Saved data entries
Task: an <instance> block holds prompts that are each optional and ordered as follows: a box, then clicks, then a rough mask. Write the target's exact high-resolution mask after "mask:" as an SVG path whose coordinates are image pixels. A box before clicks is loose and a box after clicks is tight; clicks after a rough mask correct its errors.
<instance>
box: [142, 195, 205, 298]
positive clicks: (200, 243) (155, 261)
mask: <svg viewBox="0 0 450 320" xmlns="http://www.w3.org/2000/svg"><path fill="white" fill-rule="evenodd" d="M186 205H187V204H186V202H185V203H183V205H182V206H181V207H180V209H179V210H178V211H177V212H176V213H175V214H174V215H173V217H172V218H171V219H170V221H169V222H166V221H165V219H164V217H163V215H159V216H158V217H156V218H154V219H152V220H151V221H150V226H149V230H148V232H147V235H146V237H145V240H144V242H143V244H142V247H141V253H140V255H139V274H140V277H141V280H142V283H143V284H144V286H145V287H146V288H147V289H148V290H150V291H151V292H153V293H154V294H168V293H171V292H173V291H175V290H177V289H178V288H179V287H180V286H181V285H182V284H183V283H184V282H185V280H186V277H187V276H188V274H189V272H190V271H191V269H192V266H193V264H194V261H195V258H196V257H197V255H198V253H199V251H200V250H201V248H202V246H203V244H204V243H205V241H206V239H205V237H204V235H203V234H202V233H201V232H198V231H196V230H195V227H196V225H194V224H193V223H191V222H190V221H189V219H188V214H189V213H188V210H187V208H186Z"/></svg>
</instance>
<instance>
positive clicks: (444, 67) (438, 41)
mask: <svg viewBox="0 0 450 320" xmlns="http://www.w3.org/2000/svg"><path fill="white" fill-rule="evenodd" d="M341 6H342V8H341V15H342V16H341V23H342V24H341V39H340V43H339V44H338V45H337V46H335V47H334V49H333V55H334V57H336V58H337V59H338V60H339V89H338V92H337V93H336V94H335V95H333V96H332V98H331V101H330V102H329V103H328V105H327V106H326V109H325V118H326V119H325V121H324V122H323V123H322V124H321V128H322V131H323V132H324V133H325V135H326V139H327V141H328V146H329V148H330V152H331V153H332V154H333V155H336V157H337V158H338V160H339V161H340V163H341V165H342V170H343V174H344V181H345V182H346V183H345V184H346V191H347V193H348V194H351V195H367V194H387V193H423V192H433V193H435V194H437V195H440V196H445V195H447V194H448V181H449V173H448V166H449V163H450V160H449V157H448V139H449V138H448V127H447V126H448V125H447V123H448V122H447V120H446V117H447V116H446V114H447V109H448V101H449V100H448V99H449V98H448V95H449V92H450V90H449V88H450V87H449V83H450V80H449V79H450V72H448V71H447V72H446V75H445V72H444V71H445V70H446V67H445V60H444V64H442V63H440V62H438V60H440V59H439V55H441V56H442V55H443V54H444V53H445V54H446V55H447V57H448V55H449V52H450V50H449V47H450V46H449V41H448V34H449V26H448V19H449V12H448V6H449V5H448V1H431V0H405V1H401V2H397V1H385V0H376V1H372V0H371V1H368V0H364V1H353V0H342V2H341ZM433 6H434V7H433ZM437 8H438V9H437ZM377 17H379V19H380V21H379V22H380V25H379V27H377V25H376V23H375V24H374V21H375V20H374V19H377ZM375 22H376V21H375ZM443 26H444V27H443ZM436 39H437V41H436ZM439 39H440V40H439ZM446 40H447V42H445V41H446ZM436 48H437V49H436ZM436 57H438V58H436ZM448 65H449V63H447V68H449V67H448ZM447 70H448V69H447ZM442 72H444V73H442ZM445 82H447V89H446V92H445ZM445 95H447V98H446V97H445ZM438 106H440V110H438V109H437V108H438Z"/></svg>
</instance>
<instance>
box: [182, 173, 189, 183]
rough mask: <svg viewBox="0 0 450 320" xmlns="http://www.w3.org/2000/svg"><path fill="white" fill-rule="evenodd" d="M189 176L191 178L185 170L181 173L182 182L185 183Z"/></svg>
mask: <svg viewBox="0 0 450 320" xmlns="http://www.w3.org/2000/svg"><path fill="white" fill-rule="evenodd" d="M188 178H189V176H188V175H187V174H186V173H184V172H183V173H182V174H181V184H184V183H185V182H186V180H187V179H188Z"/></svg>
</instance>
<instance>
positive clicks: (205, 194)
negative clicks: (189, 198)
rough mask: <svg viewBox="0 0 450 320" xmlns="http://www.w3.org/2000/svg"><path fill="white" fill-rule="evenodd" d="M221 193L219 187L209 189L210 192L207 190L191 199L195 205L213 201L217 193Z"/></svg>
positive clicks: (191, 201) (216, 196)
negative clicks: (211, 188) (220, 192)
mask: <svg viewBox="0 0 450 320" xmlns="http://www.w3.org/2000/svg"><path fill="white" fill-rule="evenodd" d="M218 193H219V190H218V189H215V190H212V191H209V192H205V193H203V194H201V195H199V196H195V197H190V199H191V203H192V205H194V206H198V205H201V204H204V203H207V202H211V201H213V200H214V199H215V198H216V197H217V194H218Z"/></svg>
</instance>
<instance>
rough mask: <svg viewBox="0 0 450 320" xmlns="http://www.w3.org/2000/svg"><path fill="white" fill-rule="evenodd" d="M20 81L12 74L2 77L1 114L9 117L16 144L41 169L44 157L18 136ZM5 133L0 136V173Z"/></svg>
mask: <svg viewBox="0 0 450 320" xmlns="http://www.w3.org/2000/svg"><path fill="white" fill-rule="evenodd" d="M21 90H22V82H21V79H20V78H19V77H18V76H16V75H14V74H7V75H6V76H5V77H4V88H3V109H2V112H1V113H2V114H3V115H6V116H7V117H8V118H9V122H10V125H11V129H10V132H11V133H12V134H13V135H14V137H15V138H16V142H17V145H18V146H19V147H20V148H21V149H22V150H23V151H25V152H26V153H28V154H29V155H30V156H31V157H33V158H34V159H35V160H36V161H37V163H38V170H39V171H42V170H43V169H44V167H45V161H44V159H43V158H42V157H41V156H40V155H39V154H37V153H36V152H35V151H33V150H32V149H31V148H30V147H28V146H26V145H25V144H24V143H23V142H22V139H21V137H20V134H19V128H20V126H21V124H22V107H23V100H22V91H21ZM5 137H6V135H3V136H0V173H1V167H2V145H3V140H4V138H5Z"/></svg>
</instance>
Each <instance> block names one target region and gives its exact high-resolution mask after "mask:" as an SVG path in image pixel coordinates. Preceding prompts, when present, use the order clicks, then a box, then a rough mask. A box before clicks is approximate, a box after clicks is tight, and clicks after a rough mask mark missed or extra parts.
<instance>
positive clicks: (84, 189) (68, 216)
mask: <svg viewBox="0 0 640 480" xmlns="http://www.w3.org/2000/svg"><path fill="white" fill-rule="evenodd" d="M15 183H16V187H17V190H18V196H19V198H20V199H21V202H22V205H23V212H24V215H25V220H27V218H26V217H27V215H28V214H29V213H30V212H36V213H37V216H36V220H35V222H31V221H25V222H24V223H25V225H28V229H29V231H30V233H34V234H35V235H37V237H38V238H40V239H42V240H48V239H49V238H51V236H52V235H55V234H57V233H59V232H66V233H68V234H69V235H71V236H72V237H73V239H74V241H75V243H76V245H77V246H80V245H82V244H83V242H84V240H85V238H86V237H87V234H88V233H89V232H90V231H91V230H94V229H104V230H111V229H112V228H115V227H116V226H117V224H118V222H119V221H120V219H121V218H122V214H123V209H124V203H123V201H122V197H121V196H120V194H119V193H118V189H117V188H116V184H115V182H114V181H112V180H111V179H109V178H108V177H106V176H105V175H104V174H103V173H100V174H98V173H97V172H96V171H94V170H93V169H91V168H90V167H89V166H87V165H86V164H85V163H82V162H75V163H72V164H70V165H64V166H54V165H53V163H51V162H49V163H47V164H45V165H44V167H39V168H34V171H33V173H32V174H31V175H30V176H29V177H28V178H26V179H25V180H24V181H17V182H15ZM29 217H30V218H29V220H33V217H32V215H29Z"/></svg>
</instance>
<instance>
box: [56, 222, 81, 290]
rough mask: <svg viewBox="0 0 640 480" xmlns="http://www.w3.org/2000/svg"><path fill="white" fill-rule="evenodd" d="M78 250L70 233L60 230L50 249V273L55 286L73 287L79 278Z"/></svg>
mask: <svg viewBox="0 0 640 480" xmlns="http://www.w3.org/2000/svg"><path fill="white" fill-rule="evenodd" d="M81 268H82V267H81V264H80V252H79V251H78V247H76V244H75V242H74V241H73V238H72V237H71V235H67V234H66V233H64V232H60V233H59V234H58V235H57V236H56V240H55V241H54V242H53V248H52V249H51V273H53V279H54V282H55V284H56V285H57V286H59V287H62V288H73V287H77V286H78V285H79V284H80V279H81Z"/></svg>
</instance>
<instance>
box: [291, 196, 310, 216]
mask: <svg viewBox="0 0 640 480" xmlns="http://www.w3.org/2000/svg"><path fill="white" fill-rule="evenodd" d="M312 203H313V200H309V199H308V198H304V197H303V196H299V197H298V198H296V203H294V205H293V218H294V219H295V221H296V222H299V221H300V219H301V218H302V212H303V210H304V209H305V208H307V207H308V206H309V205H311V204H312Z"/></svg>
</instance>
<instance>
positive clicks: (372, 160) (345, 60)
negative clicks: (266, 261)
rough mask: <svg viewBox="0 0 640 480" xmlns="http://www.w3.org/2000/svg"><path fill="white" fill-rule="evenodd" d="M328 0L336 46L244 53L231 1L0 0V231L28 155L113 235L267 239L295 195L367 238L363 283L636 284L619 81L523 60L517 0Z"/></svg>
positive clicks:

*Problem statement*
Show each line of the data above that contains the string "positive", copying every such line in full.

*Task response*
positive clicks: (200, 243) (155, 261)
positive clicks: (444, 67) (438, 41)
positive clicks: (205, 194)
positive clicks: (191, 201) (216, 196)
positive clicks: (84, 189) (68, 216)
positive clicks: (372, 160) (345, 60)
positive clicks:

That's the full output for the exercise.